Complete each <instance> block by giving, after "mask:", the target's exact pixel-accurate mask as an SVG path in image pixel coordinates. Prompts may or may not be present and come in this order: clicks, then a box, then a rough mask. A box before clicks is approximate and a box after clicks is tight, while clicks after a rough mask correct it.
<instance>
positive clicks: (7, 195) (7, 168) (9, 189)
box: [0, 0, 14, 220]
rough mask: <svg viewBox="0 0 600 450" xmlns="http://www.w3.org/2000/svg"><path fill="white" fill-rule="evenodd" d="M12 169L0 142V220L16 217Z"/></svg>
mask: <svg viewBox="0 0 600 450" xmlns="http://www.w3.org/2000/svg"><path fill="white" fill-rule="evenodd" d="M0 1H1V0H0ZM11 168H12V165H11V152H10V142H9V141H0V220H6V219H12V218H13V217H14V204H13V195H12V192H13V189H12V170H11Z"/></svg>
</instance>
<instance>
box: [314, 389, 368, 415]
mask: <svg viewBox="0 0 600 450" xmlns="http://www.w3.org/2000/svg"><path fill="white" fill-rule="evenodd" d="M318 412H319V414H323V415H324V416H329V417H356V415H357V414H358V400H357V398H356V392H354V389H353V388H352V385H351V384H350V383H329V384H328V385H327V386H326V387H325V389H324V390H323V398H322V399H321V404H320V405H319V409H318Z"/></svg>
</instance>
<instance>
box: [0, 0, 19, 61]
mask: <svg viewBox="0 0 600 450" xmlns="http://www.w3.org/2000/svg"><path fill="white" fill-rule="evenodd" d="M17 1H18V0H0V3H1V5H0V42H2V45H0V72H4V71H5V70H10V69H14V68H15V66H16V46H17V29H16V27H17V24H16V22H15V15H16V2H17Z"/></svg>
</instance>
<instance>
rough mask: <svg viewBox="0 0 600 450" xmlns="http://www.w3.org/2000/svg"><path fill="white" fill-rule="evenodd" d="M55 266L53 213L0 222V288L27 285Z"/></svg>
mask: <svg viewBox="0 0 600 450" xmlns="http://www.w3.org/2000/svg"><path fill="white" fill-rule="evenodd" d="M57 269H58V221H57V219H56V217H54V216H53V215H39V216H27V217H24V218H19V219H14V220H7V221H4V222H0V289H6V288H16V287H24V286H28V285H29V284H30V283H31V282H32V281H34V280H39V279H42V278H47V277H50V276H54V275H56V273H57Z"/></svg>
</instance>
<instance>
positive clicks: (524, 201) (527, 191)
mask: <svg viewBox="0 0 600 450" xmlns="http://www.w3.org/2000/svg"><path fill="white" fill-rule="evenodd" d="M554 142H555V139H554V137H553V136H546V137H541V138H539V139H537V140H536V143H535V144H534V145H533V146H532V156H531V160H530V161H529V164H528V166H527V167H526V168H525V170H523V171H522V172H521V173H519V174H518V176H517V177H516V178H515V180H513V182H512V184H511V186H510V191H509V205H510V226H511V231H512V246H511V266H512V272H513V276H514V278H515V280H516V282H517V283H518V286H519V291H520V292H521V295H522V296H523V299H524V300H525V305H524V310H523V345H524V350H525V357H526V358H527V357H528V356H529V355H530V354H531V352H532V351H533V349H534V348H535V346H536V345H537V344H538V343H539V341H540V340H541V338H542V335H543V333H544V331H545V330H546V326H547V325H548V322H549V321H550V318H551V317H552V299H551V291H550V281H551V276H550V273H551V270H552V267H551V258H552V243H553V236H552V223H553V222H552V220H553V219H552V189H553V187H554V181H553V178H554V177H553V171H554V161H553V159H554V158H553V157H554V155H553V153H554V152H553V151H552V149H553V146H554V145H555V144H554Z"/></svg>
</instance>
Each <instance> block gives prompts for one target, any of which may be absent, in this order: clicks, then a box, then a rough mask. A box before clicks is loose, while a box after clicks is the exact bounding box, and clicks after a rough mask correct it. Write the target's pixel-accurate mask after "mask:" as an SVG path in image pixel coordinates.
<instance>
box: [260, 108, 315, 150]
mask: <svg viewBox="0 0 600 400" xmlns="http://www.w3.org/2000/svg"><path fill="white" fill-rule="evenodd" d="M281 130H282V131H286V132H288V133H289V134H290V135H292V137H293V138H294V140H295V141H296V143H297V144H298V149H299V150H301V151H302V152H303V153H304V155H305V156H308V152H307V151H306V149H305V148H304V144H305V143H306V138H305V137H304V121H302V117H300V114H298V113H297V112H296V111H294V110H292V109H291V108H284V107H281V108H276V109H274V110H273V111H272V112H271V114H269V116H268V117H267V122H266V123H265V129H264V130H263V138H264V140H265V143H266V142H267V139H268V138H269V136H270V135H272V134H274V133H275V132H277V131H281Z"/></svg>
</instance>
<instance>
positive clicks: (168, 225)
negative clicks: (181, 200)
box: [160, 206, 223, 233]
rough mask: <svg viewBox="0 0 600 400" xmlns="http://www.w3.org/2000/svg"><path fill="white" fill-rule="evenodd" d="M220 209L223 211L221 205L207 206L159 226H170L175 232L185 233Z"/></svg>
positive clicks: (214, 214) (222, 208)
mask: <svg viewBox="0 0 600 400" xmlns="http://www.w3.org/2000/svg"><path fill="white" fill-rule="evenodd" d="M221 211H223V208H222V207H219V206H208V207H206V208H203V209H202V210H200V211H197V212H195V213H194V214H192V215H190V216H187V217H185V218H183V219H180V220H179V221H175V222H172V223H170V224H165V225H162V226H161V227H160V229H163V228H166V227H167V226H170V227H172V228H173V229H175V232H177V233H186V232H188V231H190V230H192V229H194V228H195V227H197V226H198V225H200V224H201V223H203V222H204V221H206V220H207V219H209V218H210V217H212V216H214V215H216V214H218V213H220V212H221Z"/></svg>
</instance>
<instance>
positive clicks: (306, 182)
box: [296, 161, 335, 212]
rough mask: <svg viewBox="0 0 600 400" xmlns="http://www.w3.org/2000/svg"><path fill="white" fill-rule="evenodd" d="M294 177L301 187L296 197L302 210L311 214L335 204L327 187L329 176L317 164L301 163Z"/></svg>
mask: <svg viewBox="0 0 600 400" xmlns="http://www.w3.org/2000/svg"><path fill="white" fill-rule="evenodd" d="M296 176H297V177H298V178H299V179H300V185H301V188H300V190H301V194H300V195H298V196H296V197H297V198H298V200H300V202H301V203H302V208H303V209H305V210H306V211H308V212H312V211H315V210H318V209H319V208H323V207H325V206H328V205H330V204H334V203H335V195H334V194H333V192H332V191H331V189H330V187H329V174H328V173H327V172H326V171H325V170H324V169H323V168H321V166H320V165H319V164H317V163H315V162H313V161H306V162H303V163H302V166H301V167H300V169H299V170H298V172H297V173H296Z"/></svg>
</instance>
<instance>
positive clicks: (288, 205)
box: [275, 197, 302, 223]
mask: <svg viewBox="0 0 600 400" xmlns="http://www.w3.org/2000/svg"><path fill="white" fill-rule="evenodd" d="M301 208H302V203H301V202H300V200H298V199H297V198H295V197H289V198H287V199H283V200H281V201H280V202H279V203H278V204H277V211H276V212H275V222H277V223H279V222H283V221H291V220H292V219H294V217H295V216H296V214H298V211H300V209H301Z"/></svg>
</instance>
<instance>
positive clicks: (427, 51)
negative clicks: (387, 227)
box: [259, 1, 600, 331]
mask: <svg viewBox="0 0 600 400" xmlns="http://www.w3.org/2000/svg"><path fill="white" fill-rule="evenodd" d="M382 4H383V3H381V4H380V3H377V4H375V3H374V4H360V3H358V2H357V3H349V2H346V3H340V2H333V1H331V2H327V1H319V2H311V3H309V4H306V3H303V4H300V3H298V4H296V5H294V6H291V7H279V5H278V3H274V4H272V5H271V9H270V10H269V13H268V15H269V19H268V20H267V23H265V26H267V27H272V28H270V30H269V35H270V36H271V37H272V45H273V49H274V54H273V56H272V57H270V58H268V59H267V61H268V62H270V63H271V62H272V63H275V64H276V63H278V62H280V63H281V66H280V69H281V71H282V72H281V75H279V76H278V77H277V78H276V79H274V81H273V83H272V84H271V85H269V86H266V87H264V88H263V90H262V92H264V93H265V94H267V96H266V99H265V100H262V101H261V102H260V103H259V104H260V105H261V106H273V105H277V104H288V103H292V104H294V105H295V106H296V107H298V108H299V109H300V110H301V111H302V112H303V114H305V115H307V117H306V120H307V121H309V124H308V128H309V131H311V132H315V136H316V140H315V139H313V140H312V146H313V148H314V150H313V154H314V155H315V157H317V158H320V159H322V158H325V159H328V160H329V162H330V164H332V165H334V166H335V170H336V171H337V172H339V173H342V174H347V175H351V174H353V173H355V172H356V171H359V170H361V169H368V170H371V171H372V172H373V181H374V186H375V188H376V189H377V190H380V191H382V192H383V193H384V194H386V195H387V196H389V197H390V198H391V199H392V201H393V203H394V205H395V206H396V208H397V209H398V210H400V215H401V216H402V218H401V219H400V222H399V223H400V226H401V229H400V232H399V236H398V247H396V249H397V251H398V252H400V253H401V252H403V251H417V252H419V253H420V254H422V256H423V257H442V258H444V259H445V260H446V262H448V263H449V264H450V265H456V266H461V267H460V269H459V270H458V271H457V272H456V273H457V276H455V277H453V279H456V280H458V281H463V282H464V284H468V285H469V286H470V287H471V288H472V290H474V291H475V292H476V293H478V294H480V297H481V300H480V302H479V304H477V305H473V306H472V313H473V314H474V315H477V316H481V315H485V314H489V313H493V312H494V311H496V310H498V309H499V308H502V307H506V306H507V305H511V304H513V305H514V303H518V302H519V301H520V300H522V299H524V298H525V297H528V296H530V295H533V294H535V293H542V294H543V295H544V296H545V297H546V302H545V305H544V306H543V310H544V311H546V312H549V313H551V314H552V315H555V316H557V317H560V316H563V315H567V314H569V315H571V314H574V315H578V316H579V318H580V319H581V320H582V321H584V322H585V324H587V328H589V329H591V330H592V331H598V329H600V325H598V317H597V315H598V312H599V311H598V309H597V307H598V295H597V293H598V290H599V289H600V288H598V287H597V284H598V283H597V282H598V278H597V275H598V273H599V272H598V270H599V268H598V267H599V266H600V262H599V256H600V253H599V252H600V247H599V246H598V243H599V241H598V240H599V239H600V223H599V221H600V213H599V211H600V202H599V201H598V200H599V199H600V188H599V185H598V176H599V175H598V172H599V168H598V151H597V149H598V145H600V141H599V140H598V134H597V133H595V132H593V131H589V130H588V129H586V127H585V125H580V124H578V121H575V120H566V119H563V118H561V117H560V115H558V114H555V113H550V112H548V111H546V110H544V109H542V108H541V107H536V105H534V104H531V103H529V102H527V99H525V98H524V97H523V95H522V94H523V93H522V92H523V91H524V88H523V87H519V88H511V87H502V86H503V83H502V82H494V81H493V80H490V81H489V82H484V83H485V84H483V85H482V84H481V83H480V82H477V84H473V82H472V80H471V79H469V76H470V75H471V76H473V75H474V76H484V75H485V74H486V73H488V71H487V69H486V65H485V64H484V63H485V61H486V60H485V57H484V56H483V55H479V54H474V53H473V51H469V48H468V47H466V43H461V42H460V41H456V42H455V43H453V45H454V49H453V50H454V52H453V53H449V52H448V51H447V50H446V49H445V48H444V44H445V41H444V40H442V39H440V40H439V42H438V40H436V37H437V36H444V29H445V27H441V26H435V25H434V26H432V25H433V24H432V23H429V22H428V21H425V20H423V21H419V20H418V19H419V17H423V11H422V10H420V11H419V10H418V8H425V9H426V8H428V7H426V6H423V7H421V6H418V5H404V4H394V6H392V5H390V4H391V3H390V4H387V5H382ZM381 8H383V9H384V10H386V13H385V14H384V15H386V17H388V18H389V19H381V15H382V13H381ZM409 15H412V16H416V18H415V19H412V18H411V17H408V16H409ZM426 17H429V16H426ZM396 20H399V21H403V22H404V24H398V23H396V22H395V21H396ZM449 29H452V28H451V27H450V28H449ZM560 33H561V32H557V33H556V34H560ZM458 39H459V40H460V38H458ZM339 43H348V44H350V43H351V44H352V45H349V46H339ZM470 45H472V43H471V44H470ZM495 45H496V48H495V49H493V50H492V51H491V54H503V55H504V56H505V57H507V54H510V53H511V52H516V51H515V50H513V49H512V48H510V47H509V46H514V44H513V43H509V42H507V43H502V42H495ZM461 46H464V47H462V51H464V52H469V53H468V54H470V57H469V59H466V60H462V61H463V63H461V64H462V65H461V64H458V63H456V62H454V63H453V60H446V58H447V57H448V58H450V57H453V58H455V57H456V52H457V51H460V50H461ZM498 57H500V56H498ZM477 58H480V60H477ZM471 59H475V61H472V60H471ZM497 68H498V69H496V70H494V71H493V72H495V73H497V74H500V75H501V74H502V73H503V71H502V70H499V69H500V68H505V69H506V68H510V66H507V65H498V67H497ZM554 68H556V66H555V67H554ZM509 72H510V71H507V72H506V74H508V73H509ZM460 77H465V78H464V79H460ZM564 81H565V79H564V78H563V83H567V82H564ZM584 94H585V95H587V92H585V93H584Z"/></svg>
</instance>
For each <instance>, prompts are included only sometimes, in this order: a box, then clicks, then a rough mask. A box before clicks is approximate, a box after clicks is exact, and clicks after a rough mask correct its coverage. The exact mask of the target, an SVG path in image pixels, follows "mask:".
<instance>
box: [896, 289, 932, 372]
-*-*-
Copy nothing beyond the line containing "box: [0, 0, 14, 220]". Transcribe exactly from the first line of the entries down to that line, inclusive.

Complete each <instance> block by giving, after "mask:", the target's exact pixel-accurate mask as an SVG path in image pixel coordinates. Prompts may or may not be present and come in this order: clicks, then a box, then a rough mask. A box before clicks is approximate and a box after clicks is tight, while clicks after a rough mask correct it.
<instance>
positive clicks: (7, 195) (7, 168) (9, 189)
box: [0, 0, 14, 220]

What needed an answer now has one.